(WHAT IS REQUIRED) Scan the records for the line containing "of the floodlight"; extract it and all later lines, verbatim, through the end, and nothing before it.

(MATERIAL PROVIDED)
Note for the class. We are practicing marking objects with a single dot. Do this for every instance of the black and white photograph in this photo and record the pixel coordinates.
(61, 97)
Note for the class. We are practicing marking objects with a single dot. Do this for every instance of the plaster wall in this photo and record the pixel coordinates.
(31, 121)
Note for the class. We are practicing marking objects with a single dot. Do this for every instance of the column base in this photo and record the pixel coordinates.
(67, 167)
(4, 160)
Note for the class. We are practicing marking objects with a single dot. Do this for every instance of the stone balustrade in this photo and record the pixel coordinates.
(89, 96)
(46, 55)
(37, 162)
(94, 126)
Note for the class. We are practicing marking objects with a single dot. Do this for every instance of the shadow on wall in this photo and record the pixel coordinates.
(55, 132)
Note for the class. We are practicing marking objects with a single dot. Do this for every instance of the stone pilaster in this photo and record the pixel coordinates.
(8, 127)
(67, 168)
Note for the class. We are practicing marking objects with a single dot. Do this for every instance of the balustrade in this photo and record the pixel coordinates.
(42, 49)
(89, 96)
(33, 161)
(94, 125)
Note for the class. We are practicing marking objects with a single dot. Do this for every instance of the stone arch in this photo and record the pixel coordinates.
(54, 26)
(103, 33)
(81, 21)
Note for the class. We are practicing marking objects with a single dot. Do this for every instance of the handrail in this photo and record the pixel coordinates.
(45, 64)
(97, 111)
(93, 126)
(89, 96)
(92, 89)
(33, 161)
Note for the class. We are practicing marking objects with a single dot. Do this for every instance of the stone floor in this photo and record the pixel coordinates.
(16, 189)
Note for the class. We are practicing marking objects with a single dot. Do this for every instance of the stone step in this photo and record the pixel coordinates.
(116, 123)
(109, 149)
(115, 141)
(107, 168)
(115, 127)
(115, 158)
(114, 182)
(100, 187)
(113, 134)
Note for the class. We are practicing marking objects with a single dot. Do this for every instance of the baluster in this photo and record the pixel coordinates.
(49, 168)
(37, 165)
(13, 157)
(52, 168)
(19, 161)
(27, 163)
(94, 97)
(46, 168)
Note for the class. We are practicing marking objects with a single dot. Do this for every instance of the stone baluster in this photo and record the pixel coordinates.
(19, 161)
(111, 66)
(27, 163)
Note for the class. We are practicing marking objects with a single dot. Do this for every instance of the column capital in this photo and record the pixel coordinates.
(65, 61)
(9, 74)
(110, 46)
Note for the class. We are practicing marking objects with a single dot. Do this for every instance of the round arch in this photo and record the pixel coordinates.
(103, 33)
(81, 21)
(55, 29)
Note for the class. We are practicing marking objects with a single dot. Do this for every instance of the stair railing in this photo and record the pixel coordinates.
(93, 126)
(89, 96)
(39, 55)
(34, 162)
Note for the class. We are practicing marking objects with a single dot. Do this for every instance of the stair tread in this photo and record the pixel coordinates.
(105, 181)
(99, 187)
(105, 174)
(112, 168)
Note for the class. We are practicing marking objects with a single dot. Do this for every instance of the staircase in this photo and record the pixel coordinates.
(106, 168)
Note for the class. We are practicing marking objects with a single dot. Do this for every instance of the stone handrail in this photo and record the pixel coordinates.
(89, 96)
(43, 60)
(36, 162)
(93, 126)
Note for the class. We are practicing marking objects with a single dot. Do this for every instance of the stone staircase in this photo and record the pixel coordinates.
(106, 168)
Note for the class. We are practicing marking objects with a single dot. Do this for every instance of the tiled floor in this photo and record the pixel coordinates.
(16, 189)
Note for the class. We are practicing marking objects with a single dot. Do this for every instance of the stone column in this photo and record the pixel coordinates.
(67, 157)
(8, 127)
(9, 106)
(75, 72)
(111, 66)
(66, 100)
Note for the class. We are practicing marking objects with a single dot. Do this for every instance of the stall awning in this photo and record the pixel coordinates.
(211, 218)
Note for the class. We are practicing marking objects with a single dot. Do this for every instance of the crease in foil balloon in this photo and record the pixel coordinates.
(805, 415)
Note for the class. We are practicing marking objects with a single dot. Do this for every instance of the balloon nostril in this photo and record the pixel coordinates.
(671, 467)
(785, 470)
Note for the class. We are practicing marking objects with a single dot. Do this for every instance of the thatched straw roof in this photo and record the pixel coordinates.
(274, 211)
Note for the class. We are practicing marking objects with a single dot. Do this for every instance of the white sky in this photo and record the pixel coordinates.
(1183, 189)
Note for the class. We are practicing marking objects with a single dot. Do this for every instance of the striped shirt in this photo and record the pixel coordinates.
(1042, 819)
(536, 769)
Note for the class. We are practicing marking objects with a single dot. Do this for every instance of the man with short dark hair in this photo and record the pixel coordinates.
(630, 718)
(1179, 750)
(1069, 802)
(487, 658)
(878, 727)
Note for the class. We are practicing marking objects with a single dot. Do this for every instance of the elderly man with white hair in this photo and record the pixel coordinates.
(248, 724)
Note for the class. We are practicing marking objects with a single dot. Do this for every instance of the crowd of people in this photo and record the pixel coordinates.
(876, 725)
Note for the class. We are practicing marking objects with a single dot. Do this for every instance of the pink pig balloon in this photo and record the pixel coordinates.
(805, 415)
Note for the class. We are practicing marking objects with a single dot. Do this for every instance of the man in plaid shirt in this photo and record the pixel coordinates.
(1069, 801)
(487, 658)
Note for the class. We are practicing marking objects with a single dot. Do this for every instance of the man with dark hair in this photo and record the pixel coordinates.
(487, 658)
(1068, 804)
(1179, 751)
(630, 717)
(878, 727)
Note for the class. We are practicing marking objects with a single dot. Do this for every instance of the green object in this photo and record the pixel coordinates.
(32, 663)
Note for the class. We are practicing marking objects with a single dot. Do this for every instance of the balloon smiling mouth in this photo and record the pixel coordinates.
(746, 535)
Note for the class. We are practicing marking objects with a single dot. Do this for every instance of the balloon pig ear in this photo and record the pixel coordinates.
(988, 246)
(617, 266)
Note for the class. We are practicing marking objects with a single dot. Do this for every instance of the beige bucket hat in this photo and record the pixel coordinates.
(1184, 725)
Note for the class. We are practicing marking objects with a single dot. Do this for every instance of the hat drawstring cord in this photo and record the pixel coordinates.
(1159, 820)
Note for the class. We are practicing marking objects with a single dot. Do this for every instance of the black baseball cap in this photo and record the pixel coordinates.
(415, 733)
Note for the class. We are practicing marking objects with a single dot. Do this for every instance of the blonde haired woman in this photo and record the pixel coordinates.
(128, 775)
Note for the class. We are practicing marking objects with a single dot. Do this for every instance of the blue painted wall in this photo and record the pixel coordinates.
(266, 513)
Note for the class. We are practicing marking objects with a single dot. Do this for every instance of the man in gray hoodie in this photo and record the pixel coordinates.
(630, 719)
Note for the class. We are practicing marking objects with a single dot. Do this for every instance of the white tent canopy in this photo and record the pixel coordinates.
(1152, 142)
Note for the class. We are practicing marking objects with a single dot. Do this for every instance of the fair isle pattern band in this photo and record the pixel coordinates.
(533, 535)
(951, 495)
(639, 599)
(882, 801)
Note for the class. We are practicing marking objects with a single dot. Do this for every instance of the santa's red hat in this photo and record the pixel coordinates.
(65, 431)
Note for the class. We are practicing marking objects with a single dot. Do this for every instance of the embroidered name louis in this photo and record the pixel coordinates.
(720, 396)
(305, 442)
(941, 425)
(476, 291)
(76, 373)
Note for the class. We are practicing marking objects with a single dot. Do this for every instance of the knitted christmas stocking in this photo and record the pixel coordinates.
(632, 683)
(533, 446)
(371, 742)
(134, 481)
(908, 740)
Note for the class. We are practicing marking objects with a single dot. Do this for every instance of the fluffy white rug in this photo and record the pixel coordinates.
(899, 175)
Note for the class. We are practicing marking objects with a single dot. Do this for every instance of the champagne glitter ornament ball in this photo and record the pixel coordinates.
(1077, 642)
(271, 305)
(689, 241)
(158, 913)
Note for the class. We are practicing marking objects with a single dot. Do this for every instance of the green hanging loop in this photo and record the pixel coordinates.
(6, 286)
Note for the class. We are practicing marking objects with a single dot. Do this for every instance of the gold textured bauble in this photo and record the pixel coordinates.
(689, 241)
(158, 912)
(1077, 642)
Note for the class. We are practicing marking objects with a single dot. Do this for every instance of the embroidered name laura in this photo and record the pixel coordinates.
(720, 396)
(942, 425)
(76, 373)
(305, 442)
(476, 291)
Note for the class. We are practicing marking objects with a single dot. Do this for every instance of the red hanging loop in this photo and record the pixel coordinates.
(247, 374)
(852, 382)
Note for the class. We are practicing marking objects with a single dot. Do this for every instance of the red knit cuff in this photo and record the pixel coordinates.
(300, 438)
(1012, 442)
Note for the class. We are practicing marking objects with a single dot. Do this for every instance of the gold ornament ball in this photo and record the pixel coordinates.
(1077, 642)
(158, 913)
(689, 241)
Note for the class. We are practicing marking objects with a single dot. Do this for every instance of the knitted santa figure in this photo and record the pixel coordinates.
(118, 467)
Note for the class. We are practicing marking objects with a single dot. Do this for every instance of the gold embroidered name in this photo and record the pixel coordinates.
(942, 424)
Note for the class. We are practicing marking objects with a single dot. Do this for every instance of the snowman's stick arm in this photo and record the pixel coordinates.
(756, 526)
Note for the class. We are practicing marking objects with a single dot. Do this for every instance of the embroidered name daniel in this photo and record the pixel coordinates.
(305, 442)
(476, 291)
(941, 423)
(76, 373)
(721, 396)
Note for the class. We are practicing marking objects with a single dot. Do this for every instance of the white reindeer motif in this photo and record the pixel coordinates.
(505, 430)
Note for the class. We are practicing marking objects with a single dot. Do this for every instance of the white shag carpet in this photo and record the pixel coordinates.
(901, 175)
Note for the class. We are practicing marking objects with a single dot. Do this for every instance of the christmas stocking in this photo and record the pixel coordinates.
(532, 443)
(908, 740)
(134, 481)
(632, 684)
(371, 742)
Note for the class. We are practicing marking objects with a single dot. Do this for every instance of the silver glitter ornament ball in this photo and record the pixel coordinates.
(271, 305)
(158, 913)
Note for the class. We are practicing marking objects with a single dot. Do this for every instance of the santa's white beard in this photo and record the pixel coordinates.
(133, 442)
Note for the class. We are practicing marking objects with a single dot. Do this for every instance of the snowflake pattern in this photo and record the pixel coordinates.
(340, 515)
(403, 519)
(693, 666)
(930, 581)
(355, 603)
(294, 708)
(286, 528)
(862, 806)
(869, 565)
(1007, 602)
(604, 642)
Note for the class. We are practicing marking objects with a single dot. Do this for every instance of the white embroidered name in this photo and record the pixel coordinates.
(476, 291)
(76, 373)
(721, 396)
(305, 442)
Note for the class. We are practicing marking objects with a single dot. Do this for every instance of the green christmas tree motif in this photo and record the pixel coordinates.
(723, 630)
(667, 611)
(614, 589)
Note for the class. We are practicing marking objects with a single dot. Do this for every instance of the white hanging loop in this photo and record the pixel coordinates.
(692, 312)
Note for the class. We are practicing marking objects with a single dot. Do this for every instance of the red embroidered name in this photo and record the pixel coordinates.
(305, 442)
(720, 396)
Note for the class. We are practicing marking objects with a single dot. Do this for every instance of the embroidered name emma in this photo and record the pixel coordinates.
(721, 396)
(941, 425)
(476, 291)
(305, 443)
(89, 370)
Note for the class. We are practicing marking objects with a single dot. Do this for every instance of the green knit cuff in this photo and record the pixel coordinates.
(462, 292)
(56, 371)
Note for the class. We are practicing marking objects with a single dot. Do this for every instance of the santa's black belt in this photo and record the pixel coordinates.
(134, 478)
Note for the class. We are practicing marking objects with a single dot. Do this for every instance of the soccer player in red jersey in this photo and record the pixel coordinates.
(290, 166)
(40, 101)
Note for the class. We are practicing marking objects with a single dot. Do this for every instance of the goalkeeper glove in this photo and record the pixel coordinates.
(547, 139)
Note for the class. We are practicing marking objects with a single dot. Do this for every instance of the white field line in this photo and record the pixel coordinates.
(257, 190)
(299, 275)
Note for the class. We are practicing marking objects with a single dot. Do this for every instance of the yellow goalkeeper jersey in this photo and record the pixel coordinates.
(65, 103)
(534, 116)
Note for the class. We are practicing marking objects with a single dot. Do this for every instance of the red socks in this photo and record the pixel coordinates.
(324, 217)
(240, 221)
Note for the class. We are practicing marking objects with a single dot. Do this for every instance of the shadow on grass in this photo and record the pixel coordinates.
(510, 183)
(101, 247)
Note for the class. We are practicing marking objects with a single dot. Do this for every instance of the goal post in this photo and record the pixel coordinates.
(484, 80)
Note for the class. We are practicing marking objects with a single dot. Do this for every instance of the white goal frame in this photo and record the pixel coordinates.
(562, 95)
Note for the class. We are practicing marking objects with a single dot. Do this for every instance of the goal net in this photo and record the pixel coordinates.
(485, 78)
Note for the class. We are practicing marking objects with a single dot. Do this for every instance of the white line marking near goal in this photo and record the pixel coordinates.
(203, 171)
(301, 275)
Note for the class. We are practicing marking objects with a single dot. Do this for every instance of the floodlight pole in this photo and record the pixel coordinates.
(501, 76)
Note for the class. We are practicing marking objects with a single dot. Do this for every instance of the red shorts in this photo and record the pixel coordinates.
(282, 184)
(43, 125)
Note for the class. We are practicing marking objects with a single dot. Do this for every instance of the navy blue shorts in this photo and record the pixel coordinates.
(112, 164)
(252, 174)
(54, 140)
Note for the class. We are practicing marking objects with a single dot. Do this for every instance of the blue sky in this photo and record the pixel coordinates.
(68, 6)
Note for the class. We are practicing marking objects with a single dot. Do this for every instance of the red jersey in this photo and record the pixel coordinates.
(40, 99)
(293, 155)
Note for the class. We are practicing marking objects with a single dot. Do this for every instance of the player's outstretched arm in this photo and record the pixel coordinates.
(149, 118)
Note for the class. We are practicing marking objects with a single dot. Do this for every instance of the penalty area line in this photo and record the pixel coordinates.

(SOLUTION BELOW)
Note for the class. We are practicing marking objects with a single dot. Do this for every instance of the floodlight pole in this photo and record the pixel coordinates.
(501, 76)
Note for the class. We are practicing marking objects with a single dot. Do this for every instance of the red shorts in this photo and record the pixel coordinates.
(282, 184)
(43, 125)
Note for the class. We are practicing marking objects with a single dot. Do this for every instance of the navy blue shorts in this photo and record the pixel coordinates.
(112, 164)
(252, 174)
(54, 140)
Note for the class. We are practicing marking objects with a single dot. Do this for every instance of the blue sky in this photo and record the pixel coordinates.
(68, 6)
Note for the class. We are practicing marking objects with a single dot. Do this for every instance of the red jersey in this photo and record the pixel coordinates.
(40, 99)
(293, 155)
Note for the class. We are practicing marking objects with a single dot. Do this for every instance of the player's outstretched arm in this photo and record the pixel coordinates.
(149, 118)
Note for the class. We are practicing marking objects with a single dot. Do this for every instance of the penalty area line in this photo and record the pixel coordinates.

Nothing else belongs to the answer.